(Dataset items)
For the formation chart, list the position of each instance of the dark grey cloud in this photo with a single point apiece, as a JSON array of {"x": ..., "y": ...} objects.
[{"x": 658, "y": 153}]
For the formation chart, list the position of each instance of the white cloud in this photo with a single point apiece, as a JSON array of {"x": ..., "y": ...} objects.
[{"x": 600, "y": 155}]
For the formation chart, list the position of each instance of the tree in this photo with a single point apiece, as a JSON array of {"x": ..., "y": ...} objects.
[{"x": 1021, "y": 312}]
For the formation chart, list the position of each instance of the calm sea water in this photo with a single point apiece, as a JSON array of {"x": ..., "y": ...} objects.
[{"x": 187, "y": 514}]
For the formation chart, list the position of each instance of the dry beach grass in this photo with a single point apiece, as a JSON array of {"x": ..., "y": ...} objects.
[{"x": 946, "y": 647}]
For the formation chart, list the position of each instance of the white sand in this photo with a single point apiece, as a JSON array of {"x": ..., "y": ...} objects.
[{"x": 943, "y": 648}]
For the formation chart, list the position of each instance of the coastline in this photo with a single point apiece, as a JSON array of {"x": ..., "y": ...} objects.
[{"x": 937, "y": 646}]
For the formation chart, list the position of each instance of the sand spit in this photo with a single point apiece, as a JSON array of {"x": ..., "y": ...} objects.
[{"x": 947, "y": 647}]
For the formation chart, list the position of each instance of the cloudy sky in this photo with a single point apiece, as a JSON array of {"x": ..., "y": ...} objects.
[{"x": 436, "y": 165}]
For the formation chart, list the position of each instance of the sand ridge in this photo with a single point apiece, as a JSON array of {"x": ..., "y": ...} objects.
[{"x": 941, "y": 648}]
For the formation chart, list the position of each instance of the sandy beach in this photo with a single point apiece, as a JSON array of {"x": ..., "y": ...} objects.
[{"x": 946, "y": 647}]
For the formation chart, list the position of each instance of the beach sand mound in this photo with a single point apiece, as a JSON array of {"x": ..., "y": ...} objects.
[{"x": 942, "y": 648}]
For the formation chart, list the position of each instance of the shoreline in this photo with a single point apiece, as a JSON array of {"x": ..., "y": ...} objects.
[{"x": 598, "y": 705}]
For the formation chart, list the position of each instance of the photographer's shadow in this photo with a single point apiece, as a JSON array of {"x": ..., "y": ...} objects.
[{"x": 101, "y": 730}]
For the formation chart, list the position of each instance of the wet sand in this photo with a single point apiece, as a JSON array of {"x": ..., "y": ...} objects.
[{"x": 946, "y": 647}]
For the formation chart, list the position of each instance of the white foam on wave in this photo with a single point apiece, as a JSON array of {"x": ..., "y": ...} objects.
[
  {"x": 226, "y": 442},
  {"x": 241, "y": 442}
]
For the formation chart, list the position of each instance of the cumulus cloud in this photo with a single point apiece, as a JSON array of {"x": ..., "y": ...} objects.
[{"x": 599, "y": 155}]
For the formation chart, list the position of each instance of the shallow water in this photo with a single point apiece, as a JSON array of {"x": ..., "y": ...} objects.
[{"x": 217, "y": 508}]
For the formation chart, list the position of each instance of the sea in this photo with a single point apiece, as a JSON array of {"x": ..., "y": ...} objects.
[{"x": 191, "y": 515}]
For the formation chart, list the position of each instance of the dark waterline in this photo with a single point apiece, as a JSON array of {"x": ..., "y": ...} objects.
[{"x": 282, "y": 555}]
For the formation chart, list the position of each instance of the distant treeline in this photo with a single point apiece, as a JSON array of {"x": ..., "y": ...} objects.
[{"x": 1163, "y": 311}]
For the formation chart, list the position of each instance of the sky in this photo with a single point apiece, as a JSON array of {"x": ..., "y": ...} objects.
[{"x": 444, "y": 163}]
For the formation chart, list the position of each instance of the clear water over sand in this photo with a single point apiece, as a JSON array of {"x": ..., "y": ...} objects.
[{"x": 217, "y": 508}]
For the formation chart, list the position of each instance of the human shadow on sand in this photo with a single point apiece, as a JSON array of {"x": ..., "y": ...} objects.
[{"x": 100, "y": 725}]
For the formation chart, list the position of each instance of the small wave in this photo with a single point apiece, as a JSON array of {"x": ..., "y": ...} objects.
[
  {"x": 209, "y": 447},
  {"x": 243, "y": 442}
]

...

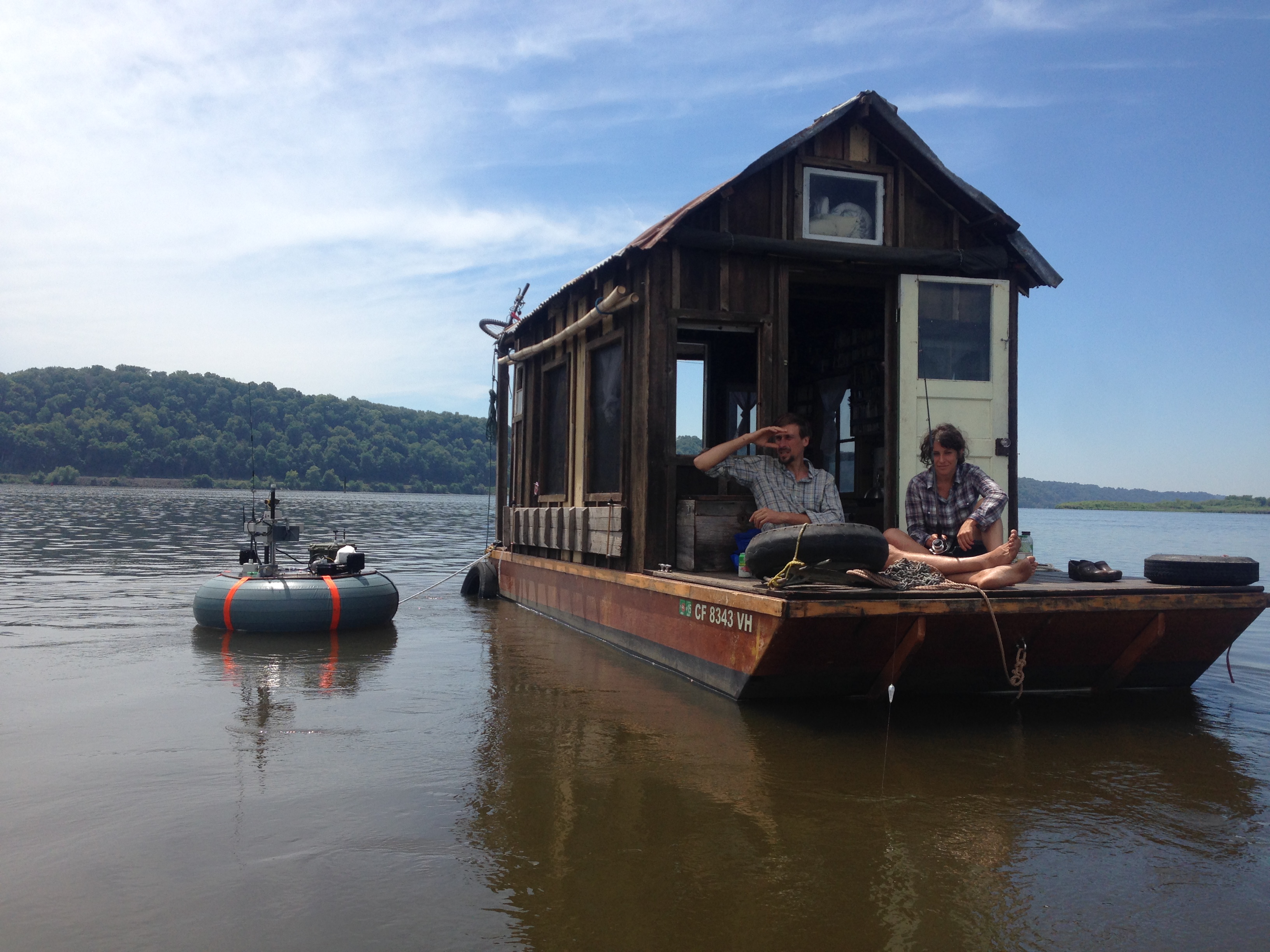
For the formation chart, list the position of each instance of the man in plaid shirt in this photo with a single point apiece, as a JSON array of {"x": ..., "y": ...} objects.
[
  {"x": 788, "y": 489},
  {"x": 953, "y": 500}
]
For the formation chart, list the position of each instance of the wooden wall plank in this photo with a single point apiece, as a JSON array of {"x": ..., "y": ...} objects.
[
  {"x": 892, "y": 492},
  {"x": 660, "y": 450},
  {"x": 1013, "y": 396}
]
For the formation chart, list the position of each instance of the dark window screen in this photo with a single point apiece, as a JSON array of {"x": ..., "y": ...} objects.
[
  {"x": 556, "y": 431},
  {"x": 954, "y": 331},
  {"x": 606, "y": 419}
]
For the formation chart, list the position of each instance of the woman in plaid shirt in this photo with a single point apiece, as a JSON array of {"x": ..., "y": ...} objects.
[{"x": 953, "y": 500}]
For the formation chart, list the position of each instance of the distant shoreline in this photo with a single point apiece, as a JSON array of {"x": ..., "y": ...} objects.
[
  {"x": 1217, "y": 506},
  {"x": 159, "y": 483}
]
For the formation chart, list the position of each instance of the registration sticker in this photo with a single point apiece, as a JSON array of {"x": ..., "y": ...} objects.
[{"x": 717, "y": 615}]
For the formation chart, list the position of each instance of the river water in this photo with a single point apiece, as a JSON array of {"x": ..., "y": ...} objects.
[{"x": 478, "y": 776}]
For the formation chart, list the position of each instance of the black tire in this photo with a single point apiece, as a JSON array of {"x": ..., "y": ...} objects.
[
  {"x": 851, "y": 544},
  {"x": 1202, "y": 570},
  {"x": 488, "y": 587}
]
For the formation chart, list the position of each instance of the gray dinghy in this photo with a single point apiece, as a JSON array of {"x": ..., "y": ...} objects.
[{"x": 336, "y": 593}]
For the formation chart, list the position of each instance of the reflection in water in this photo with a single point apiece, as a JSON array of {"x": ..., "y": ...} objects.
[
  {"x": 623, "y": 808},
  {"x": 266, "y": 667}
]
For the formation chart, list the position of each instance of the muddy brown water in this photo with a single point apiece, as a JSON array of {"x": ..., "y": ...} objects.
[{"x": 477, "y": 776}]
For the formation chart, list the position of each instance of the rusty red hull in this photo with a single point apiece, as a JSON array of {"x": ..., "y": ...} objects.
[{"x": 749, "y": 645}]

* TASK TO CARRY OUT: Count the lines of the material above that contain the string "shadow", treating uppercase and lowercase as different, and give only the number.

* SOLUTION TO THIS PROBLEM: 2